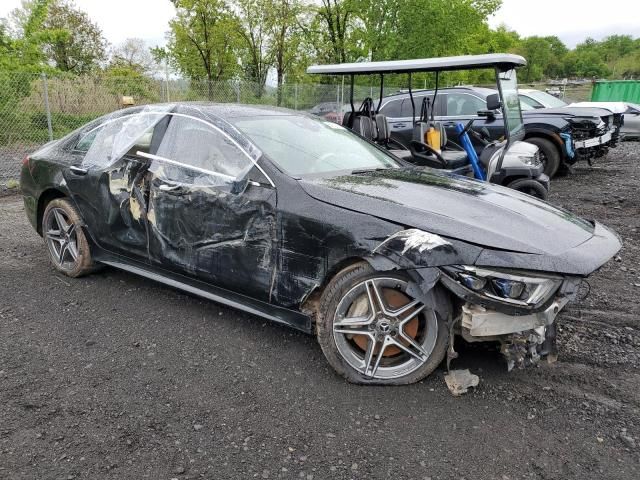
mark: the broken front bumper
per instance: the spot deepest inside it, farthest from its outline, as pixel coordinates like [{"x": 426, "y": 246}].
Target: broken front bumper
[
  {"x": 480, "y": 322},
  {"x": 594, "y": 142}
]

==

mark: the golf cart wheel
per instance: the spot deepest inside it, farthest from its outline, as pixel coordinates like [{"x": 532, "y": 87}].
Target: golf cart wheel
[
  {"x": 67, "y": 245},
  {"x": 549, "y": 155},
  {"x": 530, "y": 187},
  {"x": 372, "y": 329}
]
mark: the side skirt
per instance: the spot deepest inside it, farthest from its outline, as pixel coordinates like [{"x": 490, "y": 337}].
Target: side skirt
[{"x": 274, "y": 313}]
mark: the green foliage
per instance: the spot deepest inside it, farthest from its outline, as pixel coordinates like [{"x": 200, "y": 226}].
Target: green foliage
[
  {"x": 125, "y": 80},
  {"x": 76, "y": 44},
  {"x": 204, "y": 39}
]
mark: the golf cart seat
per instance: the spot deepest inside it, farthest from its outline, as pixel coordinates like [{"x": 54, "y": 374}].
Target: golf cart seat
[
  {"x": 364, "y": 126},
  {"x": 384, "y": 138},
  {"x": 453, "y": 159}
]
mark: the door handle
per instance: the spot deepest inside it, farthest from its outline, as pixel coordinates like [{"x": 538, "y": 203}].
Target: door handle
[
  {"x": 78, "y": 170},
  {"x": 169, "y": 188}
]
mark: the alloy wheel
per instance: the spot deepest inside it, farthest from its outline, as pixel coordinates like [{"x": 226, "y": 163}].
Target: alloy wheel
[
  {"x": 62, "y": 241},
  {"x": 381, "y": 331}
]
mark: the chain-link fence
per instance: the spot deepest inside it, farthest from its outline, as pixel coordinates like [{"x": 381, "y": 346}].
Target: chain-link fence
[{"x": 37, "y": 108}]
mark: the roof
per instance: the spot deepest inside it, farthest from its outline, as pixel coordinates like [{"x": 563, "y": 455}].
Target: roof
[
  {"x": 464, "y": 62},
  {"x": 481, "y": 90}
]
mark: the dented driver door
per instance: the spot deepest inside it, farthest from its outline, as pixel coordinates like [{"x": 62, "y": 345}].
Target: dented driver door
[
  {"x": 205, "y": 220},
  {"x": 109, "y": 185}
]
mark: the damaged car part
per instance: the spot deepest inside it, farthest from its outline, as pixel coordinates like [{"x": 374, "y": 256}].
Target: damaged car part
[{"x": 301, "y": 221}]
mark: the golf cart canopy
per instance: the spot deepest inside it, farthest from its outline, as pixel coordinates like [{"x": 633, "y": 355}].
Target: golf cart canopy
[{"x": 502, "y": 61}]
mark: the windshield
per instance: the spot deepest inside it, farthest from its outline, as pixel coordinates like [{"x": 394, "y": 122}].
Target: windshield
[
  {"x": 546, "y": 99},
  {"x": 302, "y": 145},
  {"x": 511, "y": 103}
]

Required task | List every line of the data above that contains the string "part", matching case exactly.

Answer to the problem |
mark: the damaged car part
Target: damaged car part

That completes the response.